» **Aim**
Using the excerpt on TELA maize, explain in one to three sentences what Nigeria's NPTs are meant to accomplish.

It is anticipated that TELA maize will help smallholders in Africa spend less money on insecticides and minimize their exposure to the chemicals, while benefiting from higher yields and better grain quality. The seeds are available royalty-free to farmers.
The successful conclusion of the NPTs will pave way for further evaluation by the National Varieties Release Committee before the seeds are made commercially available for farmers to plant in the 2023 season.
Nigeria’s NPTs will involve 180 randomly selected farmers drawn from various agro-ecologies in 10 states across the country. The trials aim to demonstrate the efficacy of the technology and show the adaptability of the variety, as well as generate data that will facilitate the crop’s approval.
This development follows the successful completion of confined field trials (CFT). Though Nigeria has approved GM cotton and cowpea, TELA is the first GM maize variety to move toward adoption.
The name TELA is derived from the Latin word tutela, which means “protection.” The variety offers resistance to the destructive fall armyworm and stem borer pests and can also tolerate moderate drought. The Nigerian variety of TELA maize was developed by researchers at the Institute for Agricultural Research (IAR) at Ahmadu Bello University.
Fall armyworm, stem borers and drought form a lethal triple threat to maize productivity in Nigeria, reports the African Agricultural Technology Foundation (AATF), which is coordinating the TELA project. Presently, the nation faces a shortfall of 4 million tons. According to state media, Nigeria’s annual maize production averages 11 million metric tons against local consumption demand of 15 million metric tons.

» **Stored data**
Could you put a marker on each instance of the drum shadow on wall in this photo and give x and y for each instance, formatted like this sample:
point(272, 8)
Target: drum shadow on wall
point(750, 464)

» **Exercise solution**
The NPTs aim to demonstrate the efficacy of the technology, show the adaptability of the variety and generate data that will facilitate the crop's approval. Their successful conclusion will pave the way for further evaluation by the National Varieties Release Committee before the seeds are made commercially available for the 2023 planting season.